設問 1: 文書の抜粋から、「ソウル東部地検は、2016~」で始まり「たのではないかという疑惑だ。」までの部分を一字も変えずに書き写せ。
設問 2: 文書の抜粋によると、ソウル東部地検が教団内事件を捜査していたのは何年から何年までか。

文書の抜粋:
#####
この時言及された捜査情報が、韓鶴子総裁の遠征賭博疑惑だった可能性があると検察は見ている。こうしたユン氏の肉声録音を入手した検察は、チョン・ソンベ氏らが関与した教団関連事件の捜査揉み消し疑惑を調べている。

2020年、尹錫悦が検察総長だった時の出来事

これに先立ち、ソウル東部地検でも2020年に韓鶴子総裁の資金問題を把握していたことが伝えられている。

だが当時、ユン氏はかねてより親交のあったチョン・ソンベ氏の人脈を活用し、捜査に進まないよう工作したという。これは尹錫悦前大統領が検察総長だった(2019~2021年)時期のことだ。

ソウル東部地検は、2016~2018年に教団内事件を捜査していた機関だ。当時、事件を代理したパク弁護士は、ユン氏らに捜査の進展状況を説明しながら「東部地検の関係者を接待した」とも述べていた。

ソウル南部地検
(写真=時事ジャーナル)ソウル南部地検

結局、捜査の矛先は“頂点”であるキム・ゴンヒ氏に向かっている。ユン氏が、尹錫悦前大統領夫妻と親しいとされるチョン・ソンベ氏を通じて、尹政権下で各種利権に関与しようとしたのではないかという疑惑だ。
#####
データ記録:
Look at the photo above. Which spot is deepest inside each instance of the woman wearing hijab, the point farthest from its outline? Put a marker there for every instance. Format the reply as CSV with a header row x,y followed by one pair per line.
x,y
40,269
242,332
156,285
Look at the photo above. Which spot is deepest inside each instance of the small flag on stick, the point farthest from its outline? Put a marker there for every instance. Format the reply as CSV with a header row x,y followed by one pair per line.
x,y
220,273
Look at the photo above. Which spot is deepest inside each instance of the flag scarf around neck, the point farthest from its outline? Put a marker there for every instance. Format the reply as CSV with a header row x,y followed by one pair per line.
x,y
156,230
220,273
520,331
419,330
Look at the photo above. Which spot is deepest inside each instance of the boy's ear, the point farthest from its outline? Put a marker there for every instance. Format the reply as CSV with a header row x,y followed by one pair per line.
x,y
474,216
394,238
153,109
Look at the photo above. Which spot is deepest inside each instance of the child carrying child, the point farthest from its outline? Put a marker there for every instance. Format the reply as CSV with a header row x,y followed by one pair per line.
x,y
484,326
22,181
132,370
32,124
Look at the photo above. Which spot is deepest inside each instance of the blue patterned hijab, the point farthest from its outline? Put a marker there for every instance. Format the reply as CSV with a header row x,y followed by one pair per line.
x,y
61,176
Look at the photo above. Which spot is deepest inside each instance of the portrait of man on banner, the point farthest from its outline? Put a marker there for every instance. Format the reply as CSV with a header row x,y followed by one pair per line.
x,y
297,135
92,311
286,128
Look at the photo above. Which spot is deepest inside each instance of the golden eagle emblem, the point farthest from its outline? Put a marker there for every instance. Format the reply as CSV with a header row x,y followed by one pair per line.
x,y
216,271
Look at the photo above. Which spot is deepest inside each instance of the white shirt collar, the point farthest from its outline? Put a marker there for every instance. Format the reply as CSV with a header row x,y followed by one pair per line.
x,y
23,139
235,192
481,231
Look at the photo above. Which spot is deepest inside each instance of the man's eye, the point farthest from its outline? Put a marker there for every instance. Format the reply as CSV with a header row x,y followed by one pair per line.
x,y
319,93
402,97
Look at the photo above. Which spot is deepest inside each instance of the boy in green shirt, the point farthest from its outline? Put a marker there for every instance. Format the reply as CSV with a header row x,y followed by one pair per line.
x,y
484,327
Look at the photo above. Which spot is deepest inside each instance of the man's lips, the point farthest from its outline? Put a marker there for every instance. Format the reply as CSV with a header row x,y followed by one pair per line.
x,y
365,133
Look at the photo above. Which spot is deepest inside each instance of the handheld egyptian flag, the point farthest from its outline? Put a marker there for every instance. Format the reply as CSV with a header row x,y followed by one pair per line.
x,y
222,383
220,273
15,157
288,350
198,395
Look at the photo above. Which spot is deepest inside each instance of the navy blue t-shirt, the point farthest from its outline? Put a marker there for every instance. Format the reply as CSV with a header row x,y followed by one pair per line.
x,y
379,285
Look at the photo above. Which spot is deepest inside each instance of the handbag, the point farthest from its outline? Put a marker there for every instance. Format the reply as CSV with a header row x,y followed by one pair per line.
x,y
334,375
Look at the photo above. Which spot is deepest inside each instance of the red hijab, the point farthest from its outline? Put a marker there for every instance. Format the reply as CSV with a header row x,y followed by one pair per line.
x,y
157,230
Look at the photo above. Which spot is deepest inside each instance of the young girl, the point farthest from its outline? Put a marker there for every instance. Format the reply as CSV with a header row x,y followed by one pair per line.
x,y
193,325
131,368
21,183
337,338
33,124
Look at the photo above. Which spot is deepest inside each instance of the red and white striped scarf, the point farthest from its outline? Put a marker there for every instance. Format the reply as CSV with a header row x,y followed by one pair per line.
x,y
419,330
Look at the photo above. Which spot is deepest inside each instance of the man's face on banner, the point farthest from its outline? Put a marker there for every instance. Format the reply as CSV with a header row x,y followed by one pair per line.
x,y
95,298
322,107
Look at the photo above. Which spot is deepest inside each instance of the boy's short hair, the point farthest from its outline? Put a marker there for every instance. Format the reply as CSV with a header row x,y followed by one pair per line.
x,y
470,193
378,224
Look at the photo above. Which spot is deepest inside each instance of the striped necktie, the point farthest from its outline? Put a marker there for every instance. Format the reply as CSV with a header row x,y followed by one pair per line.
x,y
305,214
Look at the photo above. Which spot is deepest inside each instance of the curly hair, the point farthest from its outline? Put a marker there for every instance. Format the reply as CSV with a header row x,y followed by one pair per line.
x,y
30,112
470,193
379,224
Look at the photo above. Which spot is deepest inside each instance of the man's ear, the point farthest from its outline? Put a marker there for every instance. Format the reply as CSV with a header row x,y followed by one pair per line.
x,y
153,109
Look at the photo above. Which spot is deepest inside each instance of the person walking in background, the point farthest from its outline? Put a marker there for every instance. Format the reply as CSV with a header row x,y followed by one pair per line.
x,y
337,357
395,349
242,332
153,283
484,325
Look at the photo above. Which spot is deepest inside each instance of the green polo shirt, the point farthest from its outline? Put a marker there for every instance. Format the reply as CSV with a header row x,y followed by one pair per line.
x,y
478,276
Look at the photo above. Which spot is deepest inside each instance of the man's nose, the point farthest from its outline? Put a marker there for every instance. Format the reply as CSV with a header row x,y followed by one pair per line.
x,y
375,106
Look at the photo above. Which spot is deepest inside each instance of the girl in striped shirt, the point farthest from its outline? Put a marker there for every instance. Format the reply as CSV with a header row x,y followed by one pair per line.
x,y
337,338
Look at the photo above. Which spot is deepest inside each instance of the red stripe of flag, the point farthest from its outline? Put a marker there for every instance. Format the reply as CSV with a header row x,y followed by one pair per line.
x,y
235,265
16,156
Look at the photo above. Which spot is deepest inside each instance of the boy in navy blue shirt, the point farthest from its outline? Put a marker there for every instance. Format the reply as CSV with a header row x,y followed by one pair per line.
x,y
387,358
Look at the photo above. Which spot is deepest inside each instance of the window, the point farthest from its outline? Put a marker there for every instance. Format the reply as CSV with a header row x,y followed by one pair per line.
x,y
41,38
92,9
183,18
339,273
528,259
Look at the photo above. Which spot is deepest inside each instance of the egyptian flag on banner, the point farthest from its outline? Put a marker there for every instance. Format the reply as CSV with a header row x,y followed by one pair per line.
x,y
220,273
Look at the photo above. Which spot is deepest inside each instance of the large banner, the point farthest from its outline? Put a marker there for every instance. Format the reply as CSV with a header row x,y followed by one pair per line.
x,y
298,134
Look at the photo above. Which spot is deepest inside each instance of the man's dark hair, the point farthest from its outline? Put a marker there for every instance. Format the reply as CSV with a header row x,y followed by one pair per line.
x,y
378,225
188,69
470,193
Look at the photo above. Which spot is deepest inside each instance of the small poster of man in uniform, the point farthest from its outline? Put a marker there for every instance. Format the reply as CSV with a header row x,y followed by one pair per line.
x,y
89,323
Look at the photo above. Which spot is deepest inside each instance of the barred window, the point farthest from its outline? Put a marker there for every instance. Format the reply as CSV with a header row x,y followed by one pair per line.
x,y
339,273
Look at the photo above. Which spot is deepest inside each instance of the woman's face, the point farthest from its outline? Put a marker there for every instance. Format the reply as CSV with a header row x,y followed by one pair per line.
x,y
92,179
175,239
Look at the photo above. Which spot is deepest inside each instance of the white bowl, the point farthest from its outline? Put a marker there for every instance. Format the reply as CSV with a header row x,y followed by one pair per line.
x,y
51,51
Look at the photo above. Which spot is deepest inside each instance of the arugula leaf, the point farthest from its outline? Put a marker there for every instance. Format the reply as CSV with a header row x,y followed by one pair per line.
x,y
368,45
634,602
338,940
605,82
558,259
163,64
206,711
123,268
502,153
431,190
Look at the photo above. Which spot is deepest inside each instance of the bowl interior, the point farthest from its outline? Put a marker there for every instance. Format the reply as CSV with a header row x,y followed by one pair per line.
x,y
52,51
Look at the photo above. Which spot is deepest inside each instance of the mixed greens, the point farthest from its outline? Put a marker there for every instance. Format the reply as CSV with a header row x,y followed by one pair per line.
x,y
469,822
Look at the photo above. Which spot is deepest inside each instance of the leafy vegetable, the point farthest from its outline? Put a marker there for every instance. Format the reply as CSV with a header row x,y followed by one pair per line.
#####
解答欄 1:
ソウル東部地検は、2016~2018年に教団内事件を捜査していた機関だ。当時、事件を代理したパク弁護士は、ユン氏らに捜査の進展状況を説明しながら「東部地検の関係者を接待した」とも述べていた。

ソウル南部地検
(写真=時事ジャーナル)ソウル南部地検

結局、捜査の矛先は“頂点”であるキム・ゴンヒ氏に向かっている。ユン氏が、尹錫悦前大統領夫妻と親しいとされるチョン・ソンベ氏を通じて、尹政権下で各種利権に関与しようとしたのではないかという疑惑だ。

解答欄 2: 2016~2018年